## WORK TO DO
Copy out every line of the records below in full, scaling each bounding-box coordinate in the answers by 0.95 and rounding to whole numbers, with halves rounded up. Leave all other numbers unchanged, and omit the pictures.

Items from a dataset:
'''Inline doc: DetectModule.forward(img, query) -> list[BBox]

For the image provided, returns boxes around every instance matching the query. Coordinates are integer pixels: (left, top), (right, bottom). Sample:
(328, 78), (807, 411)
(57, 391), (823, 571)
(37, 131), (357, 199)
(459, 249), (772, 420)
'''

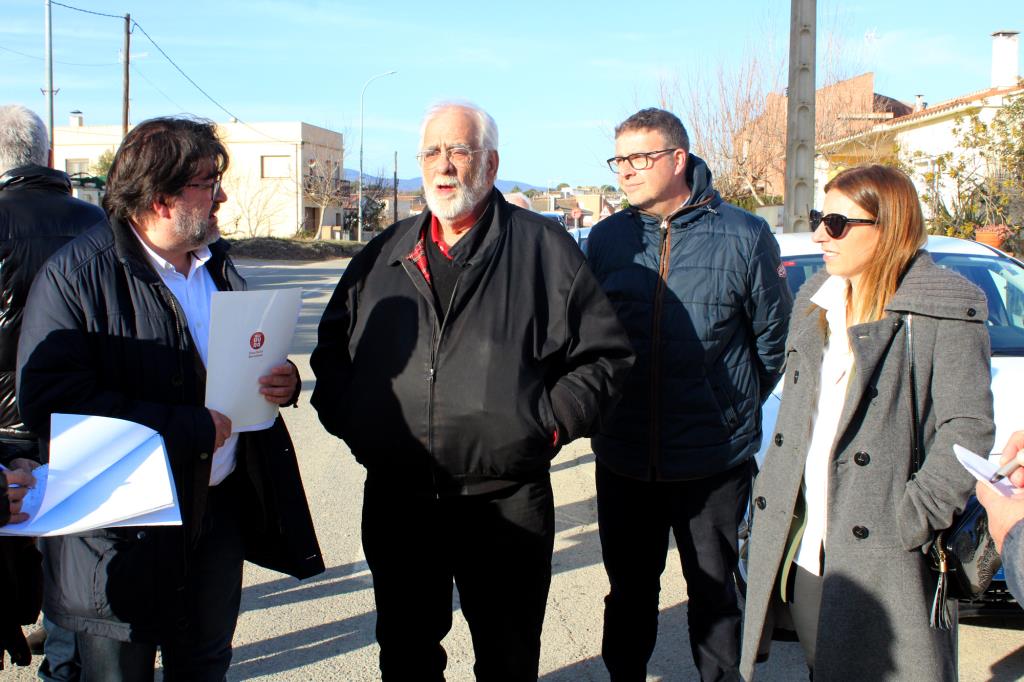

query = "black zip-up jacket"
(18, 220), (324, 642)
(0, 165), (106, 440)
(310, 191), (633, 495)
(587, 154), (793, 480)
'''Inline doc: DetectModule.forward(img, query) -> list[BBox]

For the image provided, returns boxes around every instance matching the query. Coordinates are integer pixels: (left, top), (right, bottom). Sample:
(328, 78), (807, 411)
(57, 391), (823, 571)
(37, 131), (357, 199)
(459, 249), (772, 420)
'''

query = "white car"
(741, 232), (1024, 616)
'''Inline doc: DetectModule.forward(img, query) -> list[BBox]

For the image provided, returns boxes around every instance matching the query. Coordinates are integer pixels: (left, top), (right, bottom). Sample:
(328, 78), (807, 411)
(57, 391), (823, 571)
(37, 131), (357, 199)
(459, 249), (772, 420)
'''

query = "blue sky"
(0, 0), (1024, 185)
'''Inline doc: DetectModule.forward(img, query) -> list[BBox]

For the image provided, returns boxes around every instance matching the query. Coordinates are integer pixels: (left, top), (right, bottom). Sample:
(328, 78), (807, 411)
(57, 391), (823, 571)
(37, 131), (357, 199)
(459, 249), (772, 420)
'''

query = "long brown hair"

## ANSWER FOR THE TASK
'''Inline doc: DetectModule.forward(img, query) -> list[BBox]

For the image provided, returns boxes around every instance matching the query. Coordinates are integer pixels: (left, top), (right, bottom). Sample:
(328, 78), (807, 411)
(57, 391), (823, 571)
(37, 131), (357, 199)
(459, 249), (772, 420)
'''


query = "black zip-up jacket"
(17, 209), (308, 610)
(0, 157), (101, 418)
(295, 181), (601, 470)
(558, 146), (753, 456)
'''Inline doc: DetectModule.forward(img, query) -> list[BBox]

For the image provided, returns boxes around every instance matching the query. Coordinates are integer pixels: (left, top), (right, bottom). Sample:
(328, 78), (807, 411)
(57, 391), (823, 571)
(37, 131), (357, 199)
(459, 249), (772, 420)
'''

query = "white car"
(704, 220), (973, 585)
'''Inline doc: DetectModule.forward(img, query) -> list[BBox]

For the image provided, returns boxes around every instance matching the query. Coordinates are integer pixels: (left, top), (right, bottom). Sample:
(328, 78), (807, 411)
(57, 391), (823, 571)
(37, 131), (357, 199)
(459, 249), (772, 420)
'''

query = "blue sky"
(0, 0), (973, 176)
'''Inline doc: DetectModule.forward(img, query) -> list[BBox]

For the image provided, returns boxes around every instance matching the query. Coordinates are integer pixels: (left, top), (right, bottom). Sample:
(328, 78), (807, 411)
(57, 391), (823, 571)
(37, 131), (357, 199)
(459, 249), (772, 420)
'''

query = "long brown hair"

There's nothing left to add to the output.